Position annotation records

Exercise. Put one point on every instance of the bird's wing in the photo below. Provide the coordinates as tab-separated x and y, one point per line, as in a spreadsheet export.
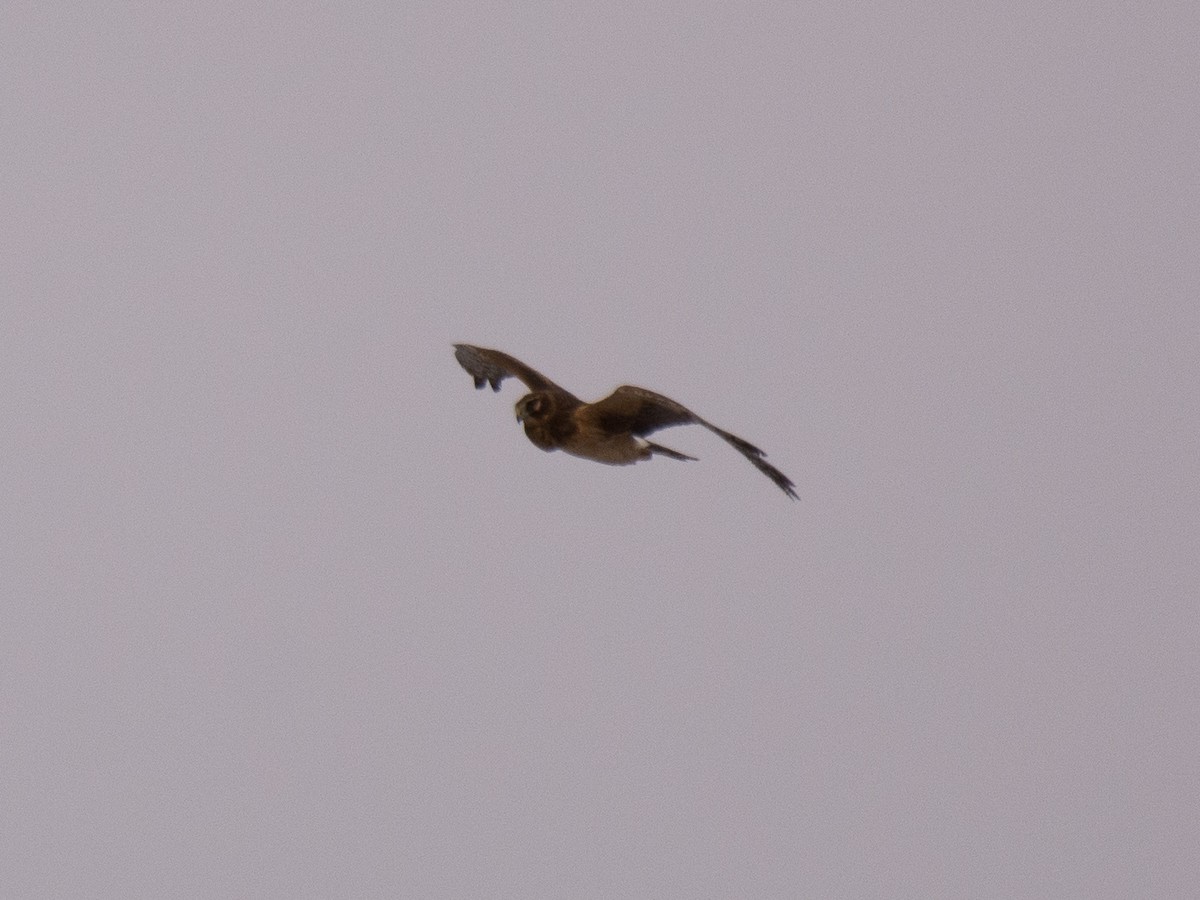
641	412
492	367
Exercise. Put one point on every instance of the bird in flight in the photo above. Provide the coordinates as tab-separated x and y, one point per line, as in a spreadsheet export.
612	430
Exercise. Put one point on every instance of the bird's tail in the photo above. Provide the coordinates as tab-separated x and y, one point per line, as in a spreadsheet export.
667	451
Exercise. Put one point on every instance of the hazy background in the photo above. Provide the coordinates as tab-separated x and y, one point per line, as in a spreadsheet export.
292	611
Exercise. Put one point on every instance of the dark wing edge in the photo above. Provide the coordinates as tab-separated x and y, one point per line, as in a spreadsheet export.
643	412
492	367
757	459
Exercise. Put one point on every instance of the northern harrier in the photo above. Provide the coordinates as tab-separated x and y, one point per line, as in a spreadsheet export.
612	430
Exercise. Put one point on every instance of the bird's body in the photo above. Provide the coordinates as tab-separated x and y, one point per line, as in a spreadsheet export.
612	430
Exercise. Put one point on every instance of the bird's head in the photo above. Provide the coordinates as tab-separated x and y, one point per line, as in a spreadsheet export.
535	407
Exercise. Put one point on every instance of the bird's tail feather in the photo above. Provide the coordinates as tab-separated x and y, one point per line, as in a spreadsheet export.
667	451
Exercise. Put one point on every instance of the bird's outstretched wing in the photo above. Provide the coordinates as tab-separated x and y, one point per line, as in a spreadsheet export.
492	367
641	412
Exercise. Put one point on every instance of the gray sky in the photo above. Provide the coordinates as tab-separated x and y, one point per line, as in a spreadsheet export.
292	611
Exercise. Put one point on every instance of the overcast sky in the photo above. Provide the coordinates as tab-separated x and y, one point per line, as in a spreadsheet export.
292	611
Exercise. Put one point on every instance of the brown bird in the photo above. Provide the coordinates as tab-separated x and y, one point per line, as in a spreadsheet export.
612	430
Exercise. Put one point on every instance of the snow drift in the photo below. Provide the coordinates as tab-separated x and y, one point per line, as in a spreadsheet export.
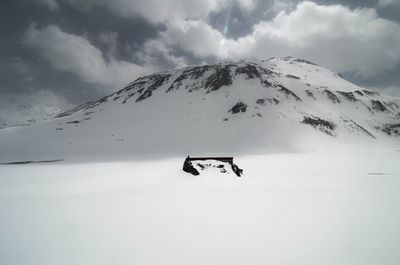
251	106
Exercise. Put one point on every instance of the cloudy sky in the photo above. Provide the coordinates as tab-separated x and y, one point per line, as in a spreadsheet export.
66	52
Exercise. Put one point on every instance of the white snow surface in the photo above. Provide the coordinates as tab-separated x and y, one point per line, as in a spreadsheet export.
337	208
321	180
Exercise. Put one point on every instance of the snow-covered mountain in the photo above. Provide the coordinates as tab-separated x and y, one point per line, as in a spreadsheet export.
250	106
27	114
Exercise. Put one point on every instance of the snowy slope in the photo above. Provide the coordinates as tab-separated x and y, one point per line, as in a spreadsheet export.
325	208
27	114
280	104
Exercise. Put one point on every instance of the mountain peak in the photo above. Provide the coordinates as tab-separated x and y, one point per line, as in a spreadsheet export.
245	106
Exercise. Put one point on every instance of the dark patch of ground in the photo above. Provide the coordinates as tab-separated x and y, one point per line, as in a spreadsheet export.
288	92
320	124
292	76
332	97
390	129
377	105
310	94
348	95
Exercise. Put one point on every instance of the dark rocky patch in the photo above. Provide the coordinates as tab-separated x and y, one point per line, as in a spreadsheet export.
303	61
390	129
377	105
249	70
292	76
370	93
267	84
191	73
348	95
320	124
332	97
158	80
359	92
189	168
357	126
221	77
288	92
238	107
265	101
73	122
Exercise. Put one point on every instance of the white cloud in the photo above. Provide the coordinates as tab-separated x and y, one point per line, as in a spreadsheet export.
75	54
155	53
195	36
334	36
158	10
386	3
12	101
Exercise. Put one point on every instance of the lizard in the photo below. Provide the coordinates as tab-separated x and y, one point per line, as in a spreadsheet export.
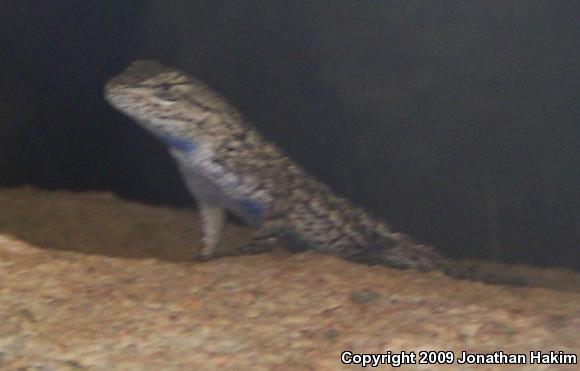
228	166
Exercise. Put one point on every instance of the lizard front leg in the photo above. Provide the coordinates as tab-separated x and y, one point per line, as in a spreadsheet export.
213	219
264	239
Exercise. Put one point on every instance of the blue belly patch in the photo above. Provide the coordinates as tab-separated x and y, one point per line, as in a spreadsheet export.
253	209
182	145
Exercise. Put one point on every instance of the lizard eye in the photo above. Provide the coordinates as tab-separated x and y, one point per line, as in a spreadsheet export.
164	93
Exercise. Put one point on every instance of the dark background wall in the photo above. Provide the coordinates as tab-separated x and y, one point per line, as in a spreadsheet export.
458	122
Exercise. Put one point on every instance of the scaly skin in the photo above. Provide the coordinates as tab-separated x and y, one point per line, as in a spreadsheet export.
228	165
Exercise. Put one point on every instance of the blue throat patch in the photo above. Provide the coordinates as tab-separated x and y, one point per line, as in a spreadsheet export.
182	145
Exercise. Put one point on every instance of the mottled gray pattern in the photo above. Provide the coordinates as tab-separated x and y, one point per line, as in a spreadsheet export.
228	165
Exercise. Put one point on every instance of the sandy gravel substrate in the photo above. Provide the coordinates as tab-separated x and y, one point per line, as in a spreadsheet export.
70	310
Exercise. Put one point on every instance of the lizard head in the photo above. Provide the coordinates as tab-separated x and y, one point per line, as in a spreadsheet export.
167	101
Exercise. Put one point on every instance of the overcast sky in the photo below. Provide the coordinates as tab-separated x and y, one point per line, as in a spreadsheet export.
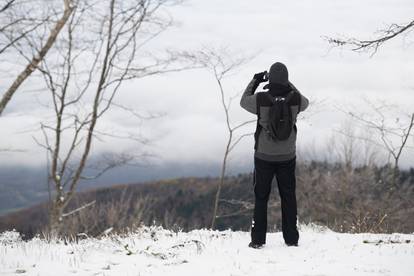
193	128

...

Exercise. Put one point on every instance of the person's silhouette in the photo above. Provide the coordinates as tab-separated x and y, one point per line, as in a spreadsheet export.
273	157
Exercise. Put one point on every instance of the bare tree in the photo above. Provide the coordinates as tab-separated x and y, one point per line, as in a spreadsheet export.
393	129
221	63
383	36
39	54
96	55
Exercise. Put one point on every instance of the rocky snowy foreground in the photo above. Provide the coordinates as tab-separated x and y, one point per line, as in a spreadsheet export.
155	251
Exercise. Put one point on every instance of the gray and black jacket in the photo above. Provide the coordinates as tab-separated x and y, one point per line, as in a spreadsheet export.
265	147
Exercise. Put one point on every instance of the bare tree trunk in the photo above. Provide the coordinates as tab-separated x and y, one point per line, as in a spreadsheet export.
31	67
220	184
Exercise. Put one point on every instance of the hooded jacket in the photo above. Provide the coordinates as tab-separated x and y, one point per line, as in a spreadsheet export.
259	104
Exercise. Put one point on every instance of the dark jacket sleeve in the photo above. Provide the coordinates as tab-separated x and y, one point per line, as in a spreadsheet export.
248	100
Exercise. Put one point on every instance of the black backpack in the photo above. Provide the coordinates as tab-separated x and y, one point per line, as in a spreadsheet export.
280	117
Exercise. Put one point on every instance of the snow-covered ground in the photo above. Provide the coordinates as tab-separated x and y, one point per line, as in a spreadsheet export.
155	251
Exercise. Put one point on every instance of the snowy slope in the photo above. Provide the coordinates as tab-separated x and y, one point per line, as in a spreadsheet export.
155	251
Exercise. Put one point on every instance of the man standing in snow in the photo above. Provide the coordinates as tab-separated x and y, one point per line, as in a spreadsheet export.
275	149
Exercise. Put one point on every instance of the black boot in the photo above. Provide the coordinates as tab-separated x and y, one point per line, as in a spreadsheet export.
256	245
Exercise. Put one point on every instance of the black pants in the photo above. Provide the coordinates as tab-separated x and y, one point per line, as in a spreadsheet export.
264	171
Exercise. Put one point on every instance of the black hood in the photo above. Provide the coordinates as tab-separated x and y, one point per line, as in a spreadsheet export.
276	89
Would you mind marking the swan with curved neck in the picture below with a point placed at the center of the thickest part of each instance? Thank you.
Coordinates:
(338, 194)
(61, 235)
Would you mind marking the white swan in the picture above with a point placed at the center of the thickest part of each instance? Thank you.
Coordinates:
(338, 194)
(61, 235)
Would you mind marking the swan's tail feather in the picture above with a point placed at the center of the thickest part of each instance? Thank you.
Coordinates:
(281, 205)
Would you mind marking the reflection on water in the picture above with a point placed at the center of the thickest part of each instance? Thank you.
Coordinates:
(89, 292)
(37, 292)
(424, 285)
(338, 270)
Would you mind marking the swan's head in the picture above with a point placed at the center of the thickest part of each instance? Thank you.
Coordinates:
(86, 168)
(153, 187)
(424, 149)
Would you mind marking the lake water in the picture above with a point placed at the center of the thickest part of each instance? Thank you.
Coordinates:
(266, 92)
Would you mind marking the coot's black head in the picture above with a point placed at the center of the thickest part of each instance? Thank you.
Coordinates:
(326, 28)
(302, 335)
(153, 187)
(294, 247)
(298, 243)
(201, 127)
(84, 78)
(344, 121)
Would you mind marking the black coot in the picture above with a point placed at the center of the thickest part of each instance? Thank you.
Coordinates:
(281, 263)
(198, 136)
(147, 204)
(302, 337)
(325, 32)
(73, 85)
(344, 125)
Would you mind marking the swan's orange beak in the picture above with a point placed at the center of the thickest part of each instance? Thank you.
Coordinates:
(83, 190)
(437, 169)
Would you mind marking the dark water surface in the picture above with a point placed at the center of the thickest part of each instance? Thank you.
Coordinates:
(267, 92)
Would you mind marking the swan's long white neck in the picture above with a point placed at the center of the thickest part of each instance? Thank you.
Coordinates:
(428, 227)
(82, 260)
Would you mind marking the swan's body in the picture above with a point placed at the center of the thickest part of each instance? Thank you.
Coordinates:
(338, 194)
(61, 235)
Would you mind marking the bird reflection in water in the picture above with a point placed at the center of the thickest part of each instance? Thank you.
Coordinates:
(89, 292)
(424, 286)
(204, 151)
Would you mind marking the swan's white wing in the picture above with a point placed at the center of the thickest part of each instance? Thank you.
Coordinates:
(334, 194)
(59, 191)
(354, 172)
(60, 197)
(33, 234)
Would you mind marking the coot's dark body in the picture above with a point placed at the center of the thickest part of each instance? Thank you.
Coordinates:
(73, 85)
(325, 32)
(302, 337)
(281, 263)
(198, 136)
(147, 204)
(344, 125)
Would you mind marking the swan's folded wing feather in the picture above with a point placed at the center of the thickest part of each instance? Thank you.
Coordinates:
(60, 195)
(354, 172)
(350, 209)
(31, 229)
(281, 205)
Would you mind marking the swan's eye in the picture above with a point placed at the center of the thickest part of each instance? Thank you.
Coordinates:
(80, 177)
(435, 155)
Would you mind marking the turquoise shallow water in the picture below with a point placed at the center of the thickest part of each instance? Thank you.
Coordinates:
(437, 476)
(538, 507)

§ **WORK REQUIRED**
Report every line of the data above that contains the string "coot", copying each line in full. Treat uppercase and lowercase as different.

§ **SOLUTION FOR THIS TASK**
Would you mind marking the coot's black head in the picture above with a point placed at the center of the thickest part of each instance? Thank you.
Would you mind marking the black coot in the picture above with a point placed at the center of the thickest part of each instance? Thank you.
Would you mind marking the coot's dark body in the picture above with a point placed at the center of the thickest part of each instance? Thank you.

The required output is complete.